STATED EXERCISE
Scale the rows below, from the line containing "Exercise. Mark every instance of the shed door" through the line containing "[(246, 187)]", both included: give every line again, requests too, with each answer coordinate multiplied by 0.55 and rounded to a whole number, halves rounded up. Leave the numbers in the requests and their samples unchanged.
===== EXERCISE MATERIALS =====
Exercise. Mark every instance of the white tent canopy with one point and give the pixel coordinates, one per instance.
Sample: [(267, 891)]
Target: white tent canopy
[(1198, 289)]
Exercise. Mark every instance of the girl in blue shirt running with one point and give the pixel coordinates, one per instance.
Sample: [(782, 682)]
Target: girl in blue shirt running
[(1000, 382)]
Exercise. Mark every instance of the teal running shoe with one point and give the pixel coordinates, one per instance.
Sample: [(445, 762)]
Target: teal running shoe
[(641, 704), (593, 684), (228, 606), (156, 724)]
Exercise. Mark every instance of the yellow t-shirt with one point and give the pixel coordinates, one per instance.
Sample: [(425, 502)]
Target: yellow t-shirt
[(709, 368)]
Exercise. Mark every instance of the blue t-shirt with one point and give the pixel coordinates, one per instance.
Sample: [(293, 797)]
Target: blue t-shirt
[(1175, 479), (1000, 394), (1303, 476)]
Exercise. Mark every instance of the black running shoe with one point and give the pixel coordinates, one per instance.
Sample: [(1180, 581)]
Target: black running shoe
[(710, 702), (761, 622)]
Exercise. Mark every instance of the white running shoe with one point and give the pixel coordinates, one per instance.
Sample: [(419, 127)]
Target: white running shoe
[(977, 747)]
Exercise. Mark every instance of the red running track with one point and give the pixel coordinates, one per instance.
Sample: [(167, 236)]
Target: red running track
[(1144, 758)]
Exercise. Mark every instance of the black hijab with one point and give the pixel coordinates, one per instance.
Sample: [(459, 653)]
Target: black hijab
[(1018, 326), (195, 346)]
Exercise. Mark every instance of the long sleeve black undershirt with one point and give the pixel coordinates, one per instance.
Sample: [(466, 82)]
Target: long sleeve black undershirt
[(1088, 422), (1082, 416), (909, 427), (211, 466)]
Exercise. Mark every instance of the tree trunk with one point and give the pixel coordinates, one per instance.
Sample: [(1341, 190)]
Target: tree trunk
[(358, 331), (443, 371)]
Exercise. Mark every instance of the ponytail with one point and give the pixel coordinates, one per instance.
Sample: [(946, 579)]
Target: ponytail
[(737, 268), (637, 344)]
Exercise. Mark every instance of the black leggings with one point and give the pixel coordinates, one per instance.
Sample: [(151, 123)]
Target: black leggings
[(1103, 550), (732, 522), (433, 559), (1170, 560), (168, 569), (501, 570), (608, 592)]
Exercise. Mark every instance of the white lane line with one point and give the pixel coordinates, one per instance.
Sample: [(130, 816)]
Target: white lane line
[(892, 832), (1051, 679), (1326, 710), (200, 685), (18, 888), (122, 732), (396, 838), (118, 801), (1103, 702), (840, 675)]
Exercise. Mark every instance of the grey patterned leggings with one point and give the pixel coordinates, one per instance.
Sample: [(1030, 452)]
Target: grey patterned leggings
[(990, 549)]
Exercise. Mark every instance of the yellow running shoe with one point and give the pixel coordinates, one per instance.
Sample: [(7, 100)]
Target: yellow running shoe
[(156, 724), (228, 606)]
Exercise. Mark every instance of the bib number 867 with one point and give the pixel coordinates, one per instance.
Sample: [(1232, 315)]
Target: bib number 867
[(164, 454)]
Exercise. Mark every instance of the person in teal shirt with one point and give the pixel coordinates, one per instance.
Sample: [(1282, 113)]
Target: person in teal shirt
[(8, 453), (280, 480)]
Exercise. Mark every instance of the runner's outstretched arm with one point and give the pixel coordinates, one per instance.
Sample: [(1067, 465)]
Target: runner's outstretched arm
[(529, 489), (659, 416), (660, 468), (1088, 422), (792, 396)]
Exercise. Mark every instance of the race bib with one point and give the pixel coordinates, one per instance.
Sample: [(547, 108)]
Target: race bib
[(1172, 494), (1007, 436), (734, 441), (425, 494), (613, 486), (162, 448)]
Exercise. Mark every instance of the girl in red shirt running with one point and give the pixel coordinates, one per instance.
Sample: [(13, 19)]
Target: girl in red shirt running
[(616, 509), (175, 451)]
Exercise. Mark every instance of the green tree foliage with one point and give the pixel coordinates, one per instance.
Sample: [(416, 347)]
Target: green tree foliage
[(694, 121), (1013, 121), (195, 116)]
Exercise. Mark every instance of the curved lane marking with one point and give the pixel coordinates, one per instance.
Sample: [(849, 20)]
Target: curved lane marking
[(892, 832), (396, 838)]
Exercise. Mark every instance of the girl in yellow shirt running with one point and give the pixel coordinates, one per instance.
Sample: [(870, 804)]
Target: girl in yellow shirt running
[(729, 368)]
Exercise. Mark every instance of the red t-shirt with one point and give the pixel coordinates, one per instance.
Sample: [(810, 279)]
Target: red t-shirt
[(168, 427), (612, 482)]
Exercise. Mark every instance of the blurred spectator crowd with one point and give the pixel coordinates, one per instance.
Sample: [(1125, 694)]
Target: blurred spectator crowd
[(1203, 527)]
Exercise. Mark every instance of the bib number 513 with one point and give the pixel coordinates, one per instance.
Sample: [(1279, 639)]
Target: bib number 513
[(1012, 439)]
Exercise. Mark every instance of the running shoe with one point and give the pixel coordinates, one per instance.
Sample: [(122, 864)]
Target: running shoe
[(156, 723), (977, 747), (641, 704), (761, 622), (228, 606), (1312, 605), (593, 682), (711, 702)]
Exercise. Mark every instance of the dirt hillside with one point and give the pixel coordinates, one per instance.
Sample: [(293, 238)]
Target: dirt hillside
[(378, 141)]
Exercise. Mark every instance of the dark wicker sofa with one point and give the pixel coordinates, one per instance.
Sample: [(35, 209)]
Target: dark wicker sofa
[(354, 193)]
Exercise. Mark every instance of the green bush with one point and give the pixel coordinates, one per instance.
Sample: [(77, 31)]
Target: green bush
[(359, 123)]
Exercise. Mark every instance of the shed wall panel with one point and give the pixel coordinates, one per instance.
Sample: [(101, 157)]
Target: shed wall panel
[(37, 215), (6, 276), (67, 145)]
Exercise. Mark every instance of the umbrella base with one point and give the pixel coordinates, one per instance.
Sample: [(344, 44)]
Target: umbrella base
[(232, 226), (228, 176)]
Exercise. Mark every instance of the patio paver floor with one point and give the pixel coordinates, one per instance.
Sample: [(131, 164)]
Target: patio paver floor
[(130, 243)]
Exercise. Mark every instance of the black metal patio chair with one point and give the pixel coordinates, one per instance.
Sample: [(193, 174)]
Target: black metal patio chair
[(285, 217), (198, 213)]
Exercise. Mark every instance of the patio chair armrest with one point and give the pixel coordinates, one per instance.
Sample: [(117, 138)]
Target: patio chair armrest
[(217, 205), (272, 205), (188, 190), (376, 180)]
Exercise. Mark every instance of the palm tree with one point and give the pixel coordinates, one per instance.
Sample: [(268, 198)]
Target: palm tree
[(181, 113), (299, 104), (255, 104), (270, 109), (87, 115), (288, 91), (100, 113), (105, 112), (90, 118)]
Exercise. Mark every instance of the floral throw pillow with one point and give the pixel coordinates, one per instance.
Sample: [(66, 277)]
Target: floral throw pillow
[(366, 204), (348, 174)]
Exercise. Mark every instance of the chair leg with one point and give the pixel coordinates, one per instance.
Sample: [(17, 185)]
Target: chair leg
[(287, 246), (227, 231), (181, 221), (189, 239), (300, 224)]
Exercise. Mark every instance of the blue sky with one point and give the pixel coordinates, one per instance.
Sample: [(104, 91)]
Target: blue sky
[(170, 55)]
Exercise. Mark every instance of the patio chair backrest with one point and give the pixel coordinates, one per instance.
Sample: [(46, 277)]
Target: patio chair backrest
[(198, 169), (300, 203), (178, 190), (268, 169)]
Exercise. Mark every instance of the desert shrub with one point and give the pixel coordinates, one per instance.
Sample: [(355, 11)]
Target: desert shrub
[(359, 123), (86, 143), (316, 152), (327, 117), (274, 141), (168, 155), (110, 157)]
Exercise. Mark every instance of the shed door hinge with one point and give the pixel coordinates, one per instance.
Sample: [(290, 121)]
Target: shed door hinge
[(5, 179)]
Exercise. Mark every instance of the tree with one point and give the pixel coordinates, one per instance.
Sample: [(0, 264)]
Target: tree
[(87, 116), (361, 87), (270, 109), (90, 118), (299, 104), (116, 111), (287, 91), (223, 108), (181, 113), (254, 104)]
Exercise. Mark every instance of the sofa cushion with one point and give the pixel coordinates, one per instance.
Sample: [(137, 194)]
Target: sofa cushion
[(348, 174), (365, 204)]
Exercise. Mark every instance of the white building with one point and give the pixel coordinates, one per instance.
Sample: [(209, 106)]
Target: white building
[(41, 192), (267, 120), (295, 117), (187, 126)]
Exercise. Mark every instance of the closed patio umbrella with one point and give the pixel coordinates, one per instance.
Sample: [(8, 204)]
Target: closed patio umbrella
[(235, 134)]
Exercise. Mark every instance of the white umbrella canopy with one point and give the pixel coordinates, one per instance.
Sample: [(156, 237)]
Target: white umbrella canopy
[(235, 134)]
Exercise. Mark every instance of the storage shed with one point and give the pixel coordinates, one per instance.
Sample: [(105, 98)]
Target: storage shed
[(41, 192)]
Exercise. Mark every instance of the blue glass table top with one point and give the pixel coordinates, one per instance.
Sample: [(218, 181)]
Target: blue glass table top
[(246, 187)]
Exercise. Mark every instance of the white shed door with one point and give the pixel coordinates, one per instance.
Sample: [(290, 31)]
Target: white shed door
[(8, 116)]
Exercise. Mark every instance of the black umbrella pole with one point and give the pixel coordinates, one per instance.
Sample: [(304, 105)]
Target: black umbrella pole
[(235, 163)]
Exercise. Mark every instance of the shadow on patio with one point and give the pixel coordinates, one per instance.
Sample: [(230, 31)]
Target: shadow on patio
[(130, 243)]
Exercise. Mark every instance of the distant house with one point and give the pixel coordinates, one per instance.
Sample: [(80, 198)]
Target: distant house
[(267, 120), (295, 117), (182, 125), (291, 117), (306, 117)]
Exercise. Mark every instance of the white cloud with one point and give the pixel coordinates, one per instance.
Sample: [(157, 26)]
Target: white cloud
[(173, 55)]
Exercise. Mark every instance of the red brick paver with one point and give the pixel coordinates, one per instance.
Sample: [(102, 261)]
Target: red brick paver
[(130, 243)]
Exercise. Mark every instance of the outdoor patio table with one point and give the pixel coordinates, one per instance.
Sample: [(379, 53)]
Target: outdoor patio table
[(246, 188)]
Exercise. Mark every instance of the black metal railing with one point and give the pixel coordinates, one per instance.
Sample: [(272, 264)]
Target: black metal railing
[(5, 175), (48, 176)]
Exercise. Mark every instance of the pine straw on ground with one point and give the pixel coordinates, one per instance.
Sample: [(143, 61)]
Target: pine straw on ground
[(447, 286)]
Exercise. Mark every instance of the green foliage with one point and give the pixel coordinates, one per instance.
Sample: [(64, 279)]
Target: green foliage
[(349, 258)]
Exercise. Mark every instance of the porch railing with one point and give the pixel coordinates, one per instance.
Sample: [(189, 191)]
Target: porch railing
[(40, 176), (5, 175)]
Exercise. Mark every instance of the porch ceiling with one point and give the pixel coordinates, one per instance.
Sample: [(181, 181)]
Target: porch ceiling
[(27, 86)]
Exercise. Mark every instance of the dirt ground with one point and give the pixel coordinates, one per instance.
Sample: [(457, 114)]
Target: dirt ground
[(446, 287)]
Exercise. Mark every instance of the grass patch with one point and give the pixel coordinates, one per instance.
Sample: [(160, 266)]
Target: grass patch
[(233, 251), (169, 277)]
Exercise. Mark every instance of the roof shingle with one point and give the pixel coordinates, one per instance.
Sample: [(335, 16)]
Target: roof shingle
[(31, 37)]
=====
WRITTEN SOLUTION
Exercise. Mark every instance of the shed door hinge with one point and give the pixel coordinates, one per instance.
Sample: [(290, 121)]
Target: shed door hinge
[(3, 98)]
Exercise. Mark every instance of the tree with one point and give the pixel coordinates, one per instance.
Sample: [(0, 264)]
Target: tree
[(48, 64), (199, 48), (149, 60), (50, 65), (164, 57), (64, 61), (158, 50), (123, 59), (100, 62), (140, 57)]
Exercise. Mark every instance of the sofa cushion with one point and give the pixel coordinates, one per instance.
Sample: [(137, 194)]
Target: sofa cushion
[(191, 96), (201, 112)]
Exercise. Mark every instance of the white building with one point and give the pixel coordinates, one per instance.
Sample: [(209, 106)]
Target: white building
[(23, 106), (147, 66), (162, 64), (103, 69)]
Exercise. Mark every instance of the closed patio umbrella with one point and give the pixel coordinates, one per instance.
Sample: [(8, 204)]
Target: closed patio umbrella
[(129, 74)]
Exercise. Mark every instance of the white umbrella canopy with one point and give the pixel coordinates, one per instance.
Sample: [(156, 237)]
Target: white umbrella canopy
[(129, 74)]
Exercise. Mark every instance of the storage shed with one point and give the pixel coordinates, one per instance.
Sample: [(105, 98)]
Target: storage shed
[(23, 106)]
Exercise. Mark every instance of the blue glass table top with one point and give the pixel coordinates, one per instance.
Sample: [(218, 181)]
Target: blue glass table top
[(135, 103)]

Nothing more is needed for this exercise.